- EXERCISE AIM
Output the material beneath exactly, leaving nothing out.
◇ ◇ ◇ ◇ ◇ ◇ ◇
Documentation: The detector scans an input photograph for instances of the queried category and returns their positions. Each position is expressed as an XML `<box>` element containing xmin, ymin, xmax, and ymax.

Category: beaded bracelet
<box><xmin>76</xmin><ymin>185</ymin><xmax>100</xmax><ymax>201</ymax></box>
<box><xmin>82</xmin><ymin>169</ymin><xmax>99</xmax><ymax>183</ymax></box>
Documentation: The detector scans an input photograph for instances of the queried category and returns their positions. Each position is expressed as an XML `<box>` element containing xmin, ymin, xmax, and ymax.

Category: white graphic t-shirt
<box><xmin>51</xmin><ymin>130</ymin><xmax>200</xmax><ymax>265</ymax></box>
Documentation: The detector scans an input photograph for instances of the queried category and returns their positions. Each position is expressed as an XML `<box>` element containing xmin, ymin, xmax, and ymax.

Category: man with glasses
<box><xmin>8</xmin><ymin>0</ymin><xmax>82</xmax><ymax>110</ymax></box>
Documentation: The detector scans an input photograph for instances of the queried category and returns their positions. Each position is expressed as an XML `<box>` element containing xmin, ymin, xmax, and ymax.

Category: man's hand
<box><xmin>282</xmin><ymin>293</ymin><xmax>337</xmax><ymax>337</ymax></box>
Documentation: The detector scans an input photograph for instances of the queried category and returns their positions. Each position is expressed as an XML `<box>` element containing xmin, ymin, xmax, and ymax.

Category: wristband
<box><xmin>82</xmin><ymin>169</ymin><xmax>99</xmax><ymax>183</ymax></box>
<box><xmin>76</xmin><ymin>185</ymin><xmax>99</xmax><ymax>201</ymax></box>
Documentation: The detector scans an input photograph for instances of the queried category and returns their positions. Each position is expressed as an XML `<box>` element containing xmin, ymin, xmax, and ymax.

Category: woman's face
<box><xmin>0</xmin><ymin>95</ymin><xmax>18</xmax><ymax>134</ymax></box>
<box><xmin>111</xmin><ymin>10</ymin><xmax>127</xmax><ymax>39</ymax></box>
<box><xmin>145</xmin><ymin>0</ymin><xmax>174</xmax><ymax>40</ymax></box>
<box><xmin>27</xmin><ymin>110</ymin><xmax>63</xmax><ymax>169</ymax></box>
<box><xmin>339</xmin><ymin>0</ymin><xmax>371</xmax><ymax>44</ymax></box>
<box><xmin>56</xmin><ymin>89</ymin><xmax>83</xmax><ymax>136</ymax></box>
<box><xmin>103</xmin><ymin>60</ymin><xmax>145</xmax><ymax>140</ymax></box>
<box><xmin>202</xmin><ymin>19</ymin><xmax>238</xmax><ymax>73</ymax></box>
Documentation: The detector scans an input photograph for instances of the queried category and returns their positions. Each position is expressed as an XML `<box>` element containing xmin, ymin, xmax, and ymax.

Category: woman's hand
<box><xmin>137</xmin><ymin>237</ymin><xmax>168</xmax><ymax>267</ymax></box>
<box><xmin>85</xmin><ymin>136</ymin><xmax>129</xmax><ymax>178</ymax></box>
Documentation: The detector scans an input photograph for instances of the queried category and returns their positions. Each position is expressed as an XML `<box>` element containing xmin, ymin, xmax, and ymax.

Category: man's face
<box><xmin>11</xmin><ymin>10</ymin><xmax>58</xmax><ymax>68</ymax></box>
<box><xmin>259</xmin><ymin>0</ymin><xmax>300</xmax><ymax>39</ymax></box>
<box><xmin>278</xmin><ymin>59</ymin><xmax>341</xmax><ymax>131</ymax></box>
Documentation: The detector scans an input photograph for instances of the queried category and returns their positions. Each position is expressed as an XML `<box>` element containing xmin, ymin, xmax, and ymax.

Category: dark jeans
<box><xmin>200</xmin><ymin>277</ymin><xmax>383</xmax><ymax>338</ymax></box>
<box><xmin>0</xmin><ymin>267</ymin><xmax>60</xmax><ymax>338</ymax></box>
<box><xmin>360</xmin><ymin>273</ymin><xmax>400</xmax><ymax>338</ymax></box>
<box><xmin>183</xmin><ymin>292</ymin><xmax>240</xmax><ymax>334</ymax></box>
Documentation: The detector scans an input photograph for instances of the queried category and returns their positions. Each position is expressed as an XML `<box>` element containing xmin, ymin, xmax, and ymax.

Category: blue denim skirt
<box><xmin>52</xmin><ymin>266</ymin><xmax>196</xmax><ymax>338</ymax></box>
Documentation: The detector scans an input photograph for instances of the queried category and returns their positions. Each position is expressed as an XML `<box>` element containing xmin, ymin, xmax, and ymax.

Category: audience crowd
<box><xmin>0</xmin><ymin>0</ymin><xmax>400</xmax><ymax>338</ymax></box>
◇ ◇ ◇ ◇ ◇ ◇ ◇
- ANSWER TO THE PROBLEM
Documentation: The detector scans an input photograph for instances of the queried category and returns their positions. Each position is expressed as an XML `<box>` element containing xmin, ymin, xmax, and ymax.

Category: beaded bracelet
<box><xmin>76</xmin><ymin>185</ymin><xmax>100</xmax><ymax>201</ymax></box>
<box><xmin>82</xmin><ymin>169</ymin><xmax>99</xmax><ymax>183</ymax></box>
Documentation: The detector scans an input photograph for instances of the queried category and returns their positions. Each position is expressed as an XML `<box>` element containing xmin, ymin, xmax, and ymax.

Category: white graphic t-shirt
<box><xmin>51</xmin><ymin>130</ymin><xmax>200</xmax><ymax>265</ymax></box>
Documentation: The detector scans an input photograph for instances of the queried category and returns their positions. Each position is expressed as an XML `<box>` element containing xmin, ymin, xmax, and ymax.

Category: man with glasses
<box><xmin>8</xmin><ymin>0</ymin><xmax>82</xmax><ymax>110</ymax></box>
Documentation: The detector scans an input photograph for instances of the queried category and returns their positions. Each position is expressed as an XML `<box>` element containing xmin, ymin, xmax, and ymax.

Category: man's hand
<box><xmin>282</xmin><ymin>293</ymin><xmax>337</xmax><ymax>337</ymax></box>
Documentation: The detector scans an input photograph for instances of the queried category and returns their positions. Each position is expressed as an XML `<box>` element containing xmin, ymin, xmax, and ymax.

Category: wristband
<box><xmin>82</xmin><ymin>169</ymin><xmax>99</xmax><ymax>183</ymax></box>
<box><xmin>76</xmin><ymin>185</ymin><xmax>99</xmax><ymax>201</ymax></box>
Documentation: The detector scans an input photograph for instances of the queried category and returns their positions. Each position is expressed as an XML `<box>` element containing xmin, ymin, xmax, and ymax.

Category: woman's face
<box><xmin>0</xmin><ymin>95</ymin><xmax>18</xmax><ymax>134</ymax></box>
<box><xmin>111</xmin><ymin>10</ymin><xmax>127</xmax><ymax>39</ymax></box>
<box><xmin>145</xmin><ymin>0</ymin><xmax>174</xmax><ymax>40</ymax></box>
<box><xmin>27</xmin><ymin>110</ymin><xmax>63</xmax><ymax>169</ymax></box>
<box><xmin>339</xmin><ymin>0</ymin><xmax>371</xmax><ymax>44</ymax></box>
<box><xmin>56</xmin><ymin>89</ymin><xmax>83</xmax><ymax>136</ymax></box>
<box><xmin>103</xmin><ymin>60</ymin><xmax>145</xmax><ymax>140</ymax></box>
<box><xmin>202</xmin><ymin>19</ymin><xmax>238</xmax><ymax>73</ymax></box>
Documentation: The detector scans an input photograph for instances of the queried category and returns their positions. Each position is expressed as an XML `<box>` element containing xmin, ymin, xmax, and ymax.

Category: woman's hand
<box><xmin>137</xmin><ymin>237</ymin><xmax>168</xmax><ymax>267</ymax></box>
<box><xmin>85</xmin><ymin>136</ymin><xmax>129</xmax><ymax>178</ymax></box>
Documentation: The detector scans an input photograph for instances of the queried category and returns their positions. Each position is expressed as an XML `<box>` element containing xmin, ymin, xmax, and ymax.

Category: man's face
<box><xmin>11</xmin><ymin>10</ymin><xmax>58</xmax><ymax>68</ymax></box>
<box><xmin>259</xmin><ymin>0</ymin><xmax>300</xmax><ymax>39</ymax></box>
<box><xmin>278</xmin><ymin>59</ymin><xmax>341</xmax><ymax>131</ymax></box>
Documentation: The detector scans an input photograph for instances of the queried category and returns their positions. Each position is expressed as an XML `<box>` element containing xmin, ymin, xmax, and ymax.

Category: dark jeans
<box><xmin>200</xmin><ymin>277</ymin><xmax>383</xmax><ymax>338</ymax></box>
<box><xmin>0</xmin><ymin>267</ymin><xmax>60</xmax><ymax>338</ymax></box>
<box><xmin>360</xmin><ymin>273</ymin><xmax>400</xmax><ymax>338</ymax></box>
<box><xmin>183</xmin><ymin>292</ymin><xmax>240</xmax><ymax>334</ymax></box>
Documentation: The detector scans an input photograph for instances of the queried category and returns their positions. Each position is expressed as an XML `<box>` element containing xmin, ymin, xmax, and ymax.

Category: blue denim skirt
<box><xmin>52</xmin><ymin>266</ymin><xmax>196</xmax><ymax>338</ymax></box>
Documentation: The detector scans an input photograph for instances of the queried category and returns their positions. Each position is expressed as an XML `<box>` element containing xmin, ymin, xmax, and ymax.

Category: audience crowd
<box><xmin>0</xmin><ymin>0</ymin><xmax>400</xmax><ymax>338</ymax></box>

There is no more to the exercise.